Task description:
Which lines in the two blocks below contain the word "negative"? Find each one and copy it out whole.

Data extract:
- Opening Delimiter -

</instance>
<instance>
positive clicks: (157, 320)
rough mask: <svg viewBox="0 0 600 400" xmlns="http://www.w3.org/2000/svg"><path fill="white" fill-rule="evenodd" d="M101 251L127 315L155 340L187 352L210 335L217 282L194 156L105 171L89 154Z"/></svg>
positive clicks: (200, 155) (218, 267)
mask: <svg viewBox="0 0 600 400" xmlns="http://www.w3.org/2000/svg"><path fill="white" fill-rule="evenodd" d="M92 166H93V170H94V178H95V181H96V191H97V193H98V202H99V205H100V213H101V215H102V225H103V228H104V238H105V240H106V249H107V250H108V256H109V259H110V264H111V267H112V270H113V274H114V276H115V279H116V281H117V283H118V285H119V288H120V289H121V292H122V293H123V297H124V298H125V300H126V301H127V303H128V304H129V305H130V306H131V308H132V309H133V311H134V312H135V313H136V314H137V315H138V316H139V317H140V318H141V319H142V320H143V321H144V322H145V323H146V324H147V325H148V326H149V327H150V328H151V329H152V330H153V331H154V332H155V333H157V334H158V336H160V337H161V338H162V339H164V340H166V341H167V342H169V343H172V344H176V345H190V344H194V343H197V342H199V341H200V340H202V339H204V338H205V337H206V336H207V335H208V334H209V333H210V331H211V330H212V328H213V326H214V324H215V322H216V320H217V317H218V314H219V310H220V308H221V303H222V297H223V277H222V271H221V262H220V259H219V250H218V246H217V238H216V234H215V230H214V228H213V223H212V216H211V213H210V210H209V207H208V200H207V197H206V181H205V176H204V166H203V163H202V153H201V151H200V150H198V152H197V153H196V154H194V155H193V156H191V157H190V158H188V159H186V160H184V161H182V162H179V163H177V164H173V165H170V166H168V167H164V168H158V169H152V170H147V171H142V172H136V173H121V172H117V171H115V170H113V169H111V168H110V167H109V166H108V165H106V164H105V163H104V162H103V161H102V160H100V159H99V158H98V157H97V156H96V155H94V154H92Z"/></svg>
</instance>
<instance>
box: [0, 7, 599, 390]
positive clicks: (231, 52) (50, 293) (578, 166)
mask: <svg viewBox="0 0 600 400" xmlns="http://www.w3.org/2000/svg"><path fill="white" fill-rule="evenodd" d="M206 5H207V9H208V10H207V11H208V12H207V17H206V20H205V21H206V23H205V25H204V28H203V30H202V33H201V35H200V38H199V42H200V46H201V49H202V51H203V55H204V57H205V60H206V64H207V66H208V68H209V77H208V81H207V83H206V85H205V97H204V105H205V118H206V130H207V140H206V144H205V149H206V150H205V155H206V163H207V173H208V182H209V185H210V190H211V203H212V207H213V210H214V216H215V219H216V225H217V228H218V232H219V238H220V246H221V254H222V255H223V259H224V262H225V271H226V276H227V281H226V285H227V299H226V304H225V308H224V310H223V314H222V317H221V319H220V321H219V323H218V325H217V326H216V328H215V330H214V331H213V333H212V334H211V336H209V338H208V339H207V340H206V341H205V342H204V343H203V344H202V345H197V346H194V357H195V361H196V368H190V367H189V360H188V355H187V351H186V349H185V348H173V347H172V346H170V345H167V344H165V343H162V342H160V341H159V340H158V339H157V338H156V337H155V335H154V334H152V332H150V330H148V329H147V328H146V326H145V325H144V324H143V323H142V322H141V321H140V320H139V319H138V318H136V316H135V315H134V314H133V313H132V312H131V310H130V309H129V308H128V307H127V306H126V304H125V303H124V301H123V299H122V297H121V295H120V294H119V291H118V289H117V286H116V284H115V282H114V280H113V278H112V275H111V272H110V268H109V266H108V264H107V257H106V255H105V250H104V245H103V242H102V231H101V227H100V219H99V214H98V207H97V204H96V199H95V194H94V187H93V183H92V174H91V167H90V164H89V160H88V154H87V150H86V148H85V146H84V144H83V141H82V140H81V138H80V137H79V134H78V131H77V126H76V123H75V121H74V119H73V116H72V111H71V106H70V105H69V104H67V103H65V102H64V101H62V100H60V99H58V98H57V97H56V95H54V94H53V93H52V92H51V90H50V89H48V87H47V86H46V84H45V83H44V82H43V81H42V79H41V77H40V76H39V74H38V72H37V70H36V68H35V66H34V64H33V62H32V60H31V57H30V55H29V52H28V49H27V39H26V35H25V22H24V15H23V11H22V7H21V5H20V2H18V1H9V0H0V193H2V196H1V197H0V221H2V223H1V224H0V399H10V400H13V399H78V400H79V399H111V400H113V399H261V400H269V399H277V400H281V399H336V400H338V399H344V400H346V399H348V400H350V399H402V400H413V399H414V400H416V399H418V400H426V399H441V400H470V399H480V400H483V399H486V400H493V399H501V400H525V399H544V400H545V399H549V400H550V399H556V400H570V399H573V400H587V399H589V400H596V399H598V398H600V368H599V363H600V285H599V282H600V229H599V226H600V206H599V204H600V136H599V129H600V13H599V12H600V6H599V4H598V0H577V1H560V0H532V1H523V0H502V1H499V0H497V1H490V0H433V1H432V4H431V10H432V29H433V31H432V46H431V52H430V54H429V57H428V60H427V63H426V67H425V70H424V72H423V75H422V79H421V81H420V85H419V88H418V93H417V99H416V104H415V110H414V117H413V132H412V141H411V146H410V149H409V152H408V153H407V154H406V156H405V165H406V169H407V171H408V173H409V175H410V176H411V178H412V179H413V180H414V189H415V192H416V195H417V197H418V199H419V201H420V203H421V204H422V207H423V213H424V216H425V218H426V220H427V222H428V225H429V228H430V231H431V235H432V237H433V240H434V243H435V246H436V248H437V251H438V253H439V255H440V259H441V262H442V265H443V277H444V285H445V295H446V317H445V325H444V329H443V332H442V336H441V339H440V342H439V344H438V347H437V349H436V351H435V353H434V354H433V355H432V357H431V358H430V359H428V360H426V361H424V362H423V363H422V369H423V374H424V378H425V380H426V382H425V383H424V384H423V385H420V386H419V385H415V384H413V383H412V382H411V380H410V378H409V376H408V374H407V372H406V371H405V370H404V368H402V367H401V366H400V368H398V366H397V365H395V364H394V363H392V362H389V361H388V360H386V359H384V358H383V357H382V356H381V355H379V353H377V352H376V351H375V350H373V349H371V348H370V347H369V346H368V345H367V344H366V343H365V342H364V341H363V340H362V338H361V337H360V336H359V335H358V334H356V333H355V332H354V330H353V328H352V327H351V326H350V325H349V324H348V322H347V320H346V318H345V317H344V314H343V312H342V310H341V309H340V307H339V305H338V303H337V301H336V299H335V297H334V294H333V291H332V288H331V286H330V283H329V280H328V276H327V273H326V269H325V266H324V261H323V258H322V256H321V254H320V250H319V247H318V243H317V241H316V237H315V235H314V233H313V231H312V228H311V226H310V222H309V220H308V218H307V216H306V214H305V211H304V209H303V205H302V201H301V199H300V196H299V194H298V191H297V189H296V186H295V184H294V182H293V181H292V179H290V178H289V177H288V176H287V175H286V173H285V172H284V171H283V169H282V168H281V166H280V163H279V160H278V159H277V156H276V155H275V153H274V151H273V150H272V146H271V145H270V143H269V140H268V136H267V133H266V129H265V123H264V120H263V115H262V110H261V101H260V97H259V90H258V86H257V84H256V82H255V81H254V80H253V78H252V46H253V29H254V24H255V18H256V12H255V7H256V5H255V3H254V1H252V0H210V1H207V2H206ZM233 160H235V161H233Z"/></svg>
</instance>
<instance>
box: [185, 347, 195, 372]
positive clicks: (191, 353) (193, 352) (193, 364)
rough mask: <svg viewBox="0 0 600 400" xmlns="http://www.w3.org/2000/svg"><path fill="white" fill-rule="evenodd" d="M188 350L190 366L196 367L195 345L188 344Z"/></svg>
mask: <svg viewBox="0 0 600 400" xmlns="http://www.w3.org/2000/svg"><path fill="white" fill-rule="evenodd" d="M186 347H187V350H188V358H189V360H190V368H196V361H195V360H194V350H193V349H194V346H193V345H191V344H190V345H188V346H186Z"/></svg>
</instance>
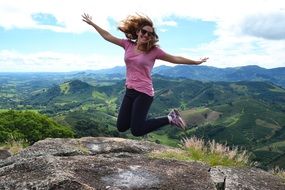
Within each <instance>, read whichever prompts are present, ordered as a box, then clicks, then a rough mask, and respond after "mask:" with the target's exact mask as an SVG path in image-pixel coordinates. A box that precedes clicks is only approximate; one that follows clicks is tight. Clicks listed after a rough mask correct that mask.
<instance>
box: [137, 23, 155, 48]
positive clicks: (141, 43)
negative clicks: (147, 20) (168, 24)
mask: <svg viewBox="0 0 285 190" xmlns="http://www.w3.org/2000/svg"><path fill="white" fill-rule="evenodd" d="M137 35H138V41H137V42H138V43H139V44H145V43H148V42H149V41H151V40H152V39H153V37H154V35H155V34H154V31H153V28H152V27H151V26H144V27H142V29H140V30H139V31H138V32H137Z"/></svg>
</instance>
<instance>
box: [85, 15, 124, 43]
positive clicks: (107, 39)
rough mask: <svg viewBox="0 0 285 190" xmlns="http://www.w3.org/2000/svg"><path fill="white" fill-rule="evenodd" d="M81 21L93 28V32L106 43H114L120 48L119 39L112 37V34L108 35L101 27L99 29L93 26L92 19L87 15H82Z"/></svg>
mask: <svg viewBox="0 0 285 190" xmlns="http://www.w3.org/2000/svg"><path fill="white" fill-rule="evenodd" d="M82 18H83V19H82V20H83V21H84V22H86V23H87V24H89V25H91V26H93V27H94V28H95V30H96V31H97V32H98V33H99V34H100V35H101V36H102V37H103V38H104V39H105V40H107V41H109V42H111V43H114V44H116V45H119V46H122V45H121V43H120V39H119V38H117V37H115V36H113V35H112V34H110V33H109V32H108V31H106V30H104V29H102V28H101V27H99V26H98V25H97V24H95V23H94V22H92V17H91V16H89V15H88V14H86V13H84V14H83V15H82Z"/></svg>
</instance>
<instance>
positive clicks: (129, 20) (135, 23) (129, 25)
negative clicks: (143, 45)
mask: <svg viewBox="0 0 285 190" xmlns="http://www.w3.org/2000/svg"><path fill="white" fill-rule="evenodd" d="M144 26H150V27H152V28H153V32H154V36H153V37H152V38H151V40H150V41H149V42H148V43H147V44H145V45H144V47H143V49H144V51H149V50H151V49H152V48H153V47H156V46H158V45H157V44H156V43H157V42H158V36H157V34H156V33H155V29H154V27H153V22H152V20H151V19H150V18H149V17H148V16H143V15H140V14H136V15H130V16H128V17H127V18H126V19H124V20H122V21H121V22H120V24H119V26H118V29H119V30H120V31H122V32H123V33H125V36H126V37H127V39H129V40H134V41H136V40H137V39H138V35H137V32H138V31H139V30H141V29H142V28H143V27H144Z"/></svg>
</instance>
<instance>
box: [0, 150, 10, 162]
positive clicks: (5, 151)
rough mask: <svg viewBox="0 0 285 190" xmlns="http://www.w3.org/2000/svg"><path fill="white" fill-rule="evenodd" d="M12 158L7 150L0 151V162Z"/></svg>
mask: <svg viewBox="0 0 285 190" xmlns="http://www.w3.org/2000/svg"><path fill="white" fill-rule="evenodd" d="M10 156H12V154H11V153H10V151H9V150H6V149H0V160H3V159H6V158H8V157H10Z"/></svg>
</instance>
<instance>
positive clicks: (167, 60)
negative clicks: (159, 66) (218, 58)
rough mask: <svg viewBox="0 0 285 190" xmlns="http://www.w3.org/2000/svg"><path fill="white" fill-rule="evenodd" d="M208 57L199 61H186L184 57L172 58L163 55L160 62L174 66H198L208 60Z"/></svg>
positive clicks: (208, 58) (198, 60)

- Closing Delimiter -
- Opening Delimiter -

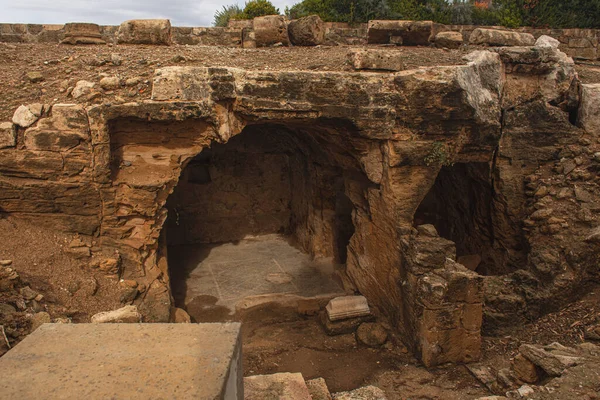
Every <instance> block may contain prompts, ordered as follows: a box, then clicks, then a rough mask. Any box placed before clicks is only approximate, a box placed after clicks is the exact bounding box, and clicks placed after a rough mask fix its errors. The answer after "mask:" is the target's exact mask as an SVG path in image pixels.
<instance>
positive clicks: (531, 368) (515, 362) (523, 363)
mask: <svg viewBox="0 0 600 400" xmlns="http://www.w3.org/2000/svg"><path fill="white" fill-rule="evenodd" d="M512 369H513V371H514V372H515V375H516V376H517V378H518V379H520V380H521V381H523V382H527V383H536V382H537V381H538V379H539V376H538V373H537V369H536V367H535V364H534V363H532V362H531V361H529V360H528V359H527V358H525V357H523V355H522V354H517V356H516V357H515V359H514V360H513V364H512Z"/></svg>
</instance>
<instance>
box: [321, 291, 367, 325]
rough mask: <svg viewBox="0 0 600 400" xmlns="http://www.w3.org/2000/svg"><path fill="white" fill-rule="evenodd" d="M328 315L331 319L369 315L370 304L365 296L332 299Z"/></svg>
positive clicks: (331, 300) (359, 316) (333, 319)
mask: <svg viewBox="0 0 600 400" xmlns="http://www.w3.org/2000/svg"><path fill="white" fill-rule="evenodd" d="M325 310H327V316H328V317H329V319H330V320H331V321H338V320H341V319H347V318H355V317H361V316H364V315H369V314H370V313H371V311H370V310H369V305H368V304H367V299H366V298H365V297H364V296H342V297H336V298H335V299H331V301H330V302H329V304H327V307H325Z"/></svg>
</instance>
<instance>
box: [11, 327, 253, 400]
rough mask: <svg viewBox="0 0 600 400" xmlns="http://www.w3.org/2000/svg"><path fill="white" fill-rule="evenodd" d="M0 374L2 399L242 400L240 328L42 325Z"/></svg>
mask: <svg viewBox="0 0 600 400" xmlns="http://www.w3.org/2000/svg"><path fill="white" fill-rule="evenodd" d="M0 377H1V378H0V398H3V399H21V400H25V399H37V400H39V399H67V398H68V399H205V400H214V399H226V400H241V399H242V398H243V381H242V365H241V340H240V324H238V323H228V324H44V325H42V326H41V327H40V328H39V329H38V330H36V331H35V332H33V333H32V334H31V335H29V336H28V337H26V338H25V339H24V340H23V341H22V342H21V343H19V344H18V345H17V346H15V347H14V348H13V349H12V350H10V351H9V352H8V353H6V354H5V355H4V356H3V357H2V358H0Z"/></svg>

- Closing Delimiter -

Reply to the exercise:
negative clicks: (147, 20) (168, 24)
negative clicks: (143, 45)
negative clicks: (159, 66) (218, 58)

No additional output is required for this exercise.